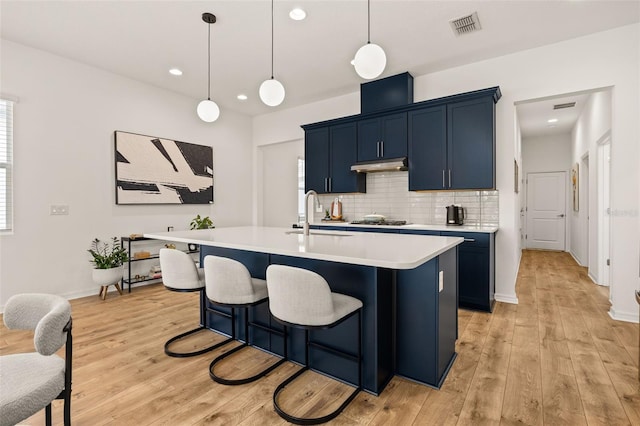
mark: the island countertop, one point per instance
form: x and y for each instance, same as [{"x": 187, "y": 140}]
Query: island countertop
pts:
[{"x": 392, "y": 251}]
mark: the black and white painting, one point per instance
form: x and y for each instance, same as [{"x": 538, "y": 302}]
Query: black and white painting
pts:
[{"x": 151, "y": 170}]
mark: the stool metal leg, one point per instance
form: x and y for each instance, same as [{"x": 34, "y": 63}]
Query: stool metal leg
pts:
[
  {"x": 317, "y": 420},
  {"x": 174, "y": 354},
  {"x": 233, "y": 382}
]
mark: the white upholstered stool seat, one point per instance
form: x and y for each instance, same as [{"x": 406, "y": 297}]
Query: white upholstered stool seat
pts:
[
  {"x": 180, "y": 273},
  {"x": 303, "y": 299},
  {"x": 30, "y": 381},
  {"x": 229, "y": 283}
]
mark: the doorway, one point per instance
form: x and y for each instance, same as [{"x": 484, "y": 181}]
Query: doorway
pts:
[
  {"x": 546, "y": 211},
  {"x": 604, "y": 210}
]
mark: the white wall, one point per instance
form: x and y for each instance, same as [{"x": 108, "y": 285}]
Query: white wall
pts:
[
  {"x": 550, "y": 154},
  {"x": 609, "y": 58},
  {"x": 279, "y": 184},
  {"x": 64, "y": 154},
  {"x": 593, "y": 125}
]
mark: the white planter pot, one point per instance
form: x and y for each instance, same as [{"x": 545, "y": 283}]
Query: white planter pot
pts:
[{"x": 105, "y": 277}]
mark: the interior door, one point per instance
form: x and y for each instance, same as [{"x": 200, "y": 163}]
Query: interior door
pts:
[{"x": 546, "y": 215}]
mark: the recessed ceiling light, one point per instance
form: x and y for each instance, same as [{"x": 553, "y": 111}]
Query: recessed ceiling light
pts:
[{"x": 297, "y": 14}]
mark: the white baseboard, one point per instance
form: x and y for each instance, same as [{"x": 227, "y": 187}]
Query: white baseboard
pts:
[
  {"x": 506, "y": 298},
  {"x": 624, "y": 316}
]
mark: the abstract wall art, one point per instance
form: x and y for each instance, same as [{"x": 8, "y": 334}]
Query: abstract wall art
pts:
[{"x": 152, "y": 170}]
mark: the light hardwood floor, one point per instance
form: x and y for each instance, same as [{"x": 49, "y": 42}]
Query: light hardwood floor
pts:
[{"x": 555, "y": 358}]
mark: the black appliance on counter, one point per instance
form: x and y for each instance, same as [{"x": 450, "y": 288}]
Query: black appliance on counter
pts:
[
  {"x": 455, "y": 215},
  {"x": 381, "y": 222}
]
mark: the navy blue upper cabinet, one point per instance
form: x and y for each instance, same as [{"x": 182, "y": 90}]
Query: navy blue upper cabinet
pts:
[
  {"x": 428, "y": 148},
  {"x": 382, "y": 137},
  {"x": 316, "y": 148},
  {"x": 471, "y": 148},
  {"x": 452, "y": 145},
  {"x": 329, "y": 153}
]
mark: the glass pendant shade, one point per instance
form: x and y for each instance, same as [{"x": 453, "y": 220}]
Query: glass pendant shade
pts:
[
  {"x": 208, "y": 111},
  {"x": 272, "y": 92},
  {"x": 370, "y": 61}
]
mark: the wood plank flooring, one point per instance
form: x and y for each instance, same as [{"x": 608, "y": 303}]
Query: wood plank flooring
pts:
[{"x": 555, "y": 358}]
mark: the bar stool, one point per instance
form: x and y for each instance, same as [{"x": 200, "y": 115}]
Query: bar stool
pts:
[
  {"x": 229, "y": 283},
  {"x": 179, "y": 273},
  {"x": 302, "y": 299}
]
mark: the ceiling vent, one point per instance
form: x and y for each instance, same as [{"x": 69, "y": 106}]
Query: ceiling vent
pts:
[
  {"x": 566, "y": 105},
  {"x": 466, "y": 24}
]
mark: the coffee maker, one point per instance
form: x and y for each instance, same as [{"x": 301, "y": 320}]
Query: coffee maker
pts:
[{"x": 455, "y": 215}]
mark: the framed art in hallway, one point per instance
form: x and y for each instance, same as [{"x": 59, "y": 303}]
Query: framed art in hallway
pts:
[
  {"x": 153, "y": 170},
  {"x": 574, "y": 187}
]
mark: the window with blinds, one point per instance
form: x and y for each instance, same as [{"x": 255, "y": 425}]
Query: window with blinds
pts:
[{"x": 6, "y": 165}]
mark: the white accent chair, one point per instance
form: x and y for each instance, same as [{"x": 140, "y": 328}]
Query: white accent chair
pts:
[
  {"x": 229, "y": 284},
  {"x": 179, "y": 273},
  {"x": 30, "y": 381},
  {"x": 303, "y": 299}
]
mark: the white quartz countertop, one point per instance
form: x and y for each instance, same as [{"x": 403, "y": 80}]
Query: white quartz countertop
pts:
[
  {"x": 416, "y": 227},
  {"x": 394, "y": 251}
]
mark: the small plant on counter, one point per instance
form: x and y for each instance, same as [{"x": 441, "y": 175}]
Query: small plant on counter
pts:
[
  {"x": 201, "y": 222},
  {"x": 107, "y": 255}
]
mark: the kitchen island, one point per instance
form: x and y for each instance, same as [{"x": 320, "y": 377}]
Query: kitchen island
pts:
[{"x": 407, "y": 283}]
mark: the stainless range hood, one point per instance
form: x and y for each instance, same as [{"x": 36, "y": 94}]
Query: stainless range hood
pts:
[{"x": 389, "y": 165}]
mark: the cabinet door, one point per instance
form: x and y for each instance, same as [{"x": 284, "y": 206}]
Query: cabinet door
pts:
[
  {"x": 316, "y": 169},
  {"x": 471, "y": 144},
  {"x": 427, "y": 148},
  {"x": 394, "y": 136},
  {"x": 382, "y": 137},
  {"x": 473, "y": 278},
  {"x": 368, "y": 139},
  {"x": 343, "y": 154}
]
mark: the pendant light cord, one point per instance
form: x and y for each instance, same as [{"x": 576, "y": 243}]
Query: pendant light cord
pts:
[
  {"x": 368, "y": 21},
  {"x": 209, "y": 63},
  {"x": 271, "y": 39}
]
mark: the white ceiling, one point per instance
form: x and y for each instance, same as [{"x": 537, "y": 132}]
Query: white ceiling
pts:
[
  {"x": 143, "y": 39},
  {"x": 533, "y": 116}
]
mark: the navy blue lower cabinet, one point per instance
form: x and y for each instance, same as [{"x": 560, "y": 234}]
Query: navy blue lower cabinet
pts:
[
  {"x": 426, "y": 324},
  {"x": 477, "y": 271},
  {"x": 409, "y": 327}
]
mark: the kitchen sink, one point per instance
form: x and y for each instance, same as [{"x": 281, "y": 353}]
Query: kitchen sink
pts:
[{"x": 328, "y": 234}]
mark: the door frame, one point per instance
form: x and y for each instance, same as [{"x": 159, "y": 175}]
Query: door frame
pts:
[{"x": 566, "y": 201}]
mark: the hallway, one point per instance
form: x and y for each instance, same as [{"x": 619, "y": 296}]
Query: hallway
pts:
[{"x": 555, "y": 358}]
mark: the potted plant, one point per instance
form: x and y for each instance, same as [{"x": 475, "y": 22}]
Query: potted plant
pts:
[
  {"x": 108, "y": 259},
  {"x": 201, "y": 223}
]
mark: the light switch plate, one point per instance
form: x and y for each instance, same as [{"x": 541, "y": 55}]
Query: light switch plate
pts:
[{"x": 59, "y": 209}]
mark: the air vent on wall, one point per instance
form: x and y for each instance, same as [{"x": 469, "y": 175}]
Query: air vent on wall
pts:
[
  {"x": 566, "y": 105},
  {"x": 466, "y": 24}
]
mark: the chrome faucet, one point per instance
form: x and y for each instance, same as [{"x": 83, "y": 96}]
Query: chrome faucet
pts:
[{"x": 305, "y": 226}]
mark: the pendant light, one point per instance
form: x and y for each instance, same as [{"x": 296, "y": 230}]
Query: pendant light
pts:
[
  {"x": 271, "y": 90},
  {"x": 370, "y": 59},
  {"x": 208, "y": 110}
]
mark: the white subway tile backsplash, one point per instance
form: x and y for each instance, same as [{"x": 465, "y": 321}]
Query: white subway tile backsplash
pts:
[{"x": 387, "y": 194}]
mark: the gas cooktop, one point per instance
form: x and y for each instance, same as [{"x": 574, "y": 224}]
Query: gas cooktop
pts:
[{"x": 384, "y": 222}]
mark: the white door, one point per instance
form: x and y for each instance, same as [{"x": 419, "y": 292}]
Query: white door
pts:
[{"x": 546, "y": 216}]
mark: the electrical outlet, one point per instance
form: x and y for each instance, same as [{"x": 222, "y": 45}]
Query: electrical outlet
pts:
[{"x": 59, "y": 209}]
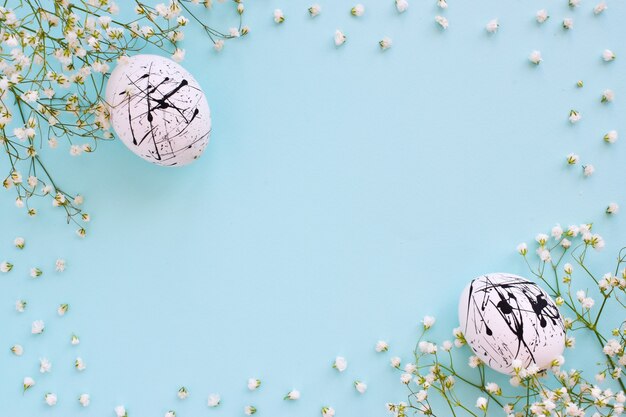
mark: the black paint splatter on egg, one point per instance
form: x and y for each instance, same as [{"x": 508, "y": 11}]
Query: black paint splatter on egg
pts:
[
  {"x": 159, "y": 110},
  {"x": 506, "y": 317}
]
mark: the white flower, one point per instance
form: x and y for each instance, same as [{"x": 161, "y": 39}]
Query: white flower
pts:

What is being asked - Beginning with the line containing "Query: pendant light cord" in the material above, copy every line exactly until you have copied the line containing "mark: the air".

Worked solution -
Query: pendant light cord
pts:
[
  {"x": 368, "y": 21},
  {"x": 209, "y": 63},
  {"x": 271, "y": 39}
]
mark: the white ceiling, one point per instance
form: x and y for each instance, same as [{"x": 537, "y": 132}]
Query: white ceiling
pts:
[
  {"x": 143, "y": 39},
  {"x": 533, "y": 116}
]
mark: the navy blue lower cabinet, one point per instance
form: x and y for each instance, same as [{"x": 560, "y": 234}]
Query: navy blue lower cabinet
pts:
[
  {"x": 426, "y": 324},
  {"x": 477, "y": 271},
  {"x": 409, "y": 327}
]
mark: the kitchen sink, one point per instance
form: x and y for each instance, same as [{"x": 281, "y": 353}]
Query: kitchen sink
pts:
[{"x": 328, "y": 234}]
mark: the door frame, one point per instance
form: x and y for each instance, same as [{"x": 159, "y": 175}]
Query: door frame
pts:
[{"x": 566, "y": 201}]
mark: the hallway, one point per instance
form: x and y for each instance, same as [{"x": 619, "y": 296}]
Query: hallway
pts:
[{"x": 555, "y": 358}]
mark: the potted plant, one point per instance
form: x and y for each instance, same as [{"x": 475, "y": 22}]
Query: potted plant
pts:
[
  {"x": 108, "y": 259},
  {"x": 201, "y": 223}
]
mark: the light switch plate, one point per instance
form: x and y for each instance, same as [{"x": 541, "y": 55}]
Query: light switch plate
pts:
[{"x": 59, "y": 209}]
mark: the air vent on wall, one point per instance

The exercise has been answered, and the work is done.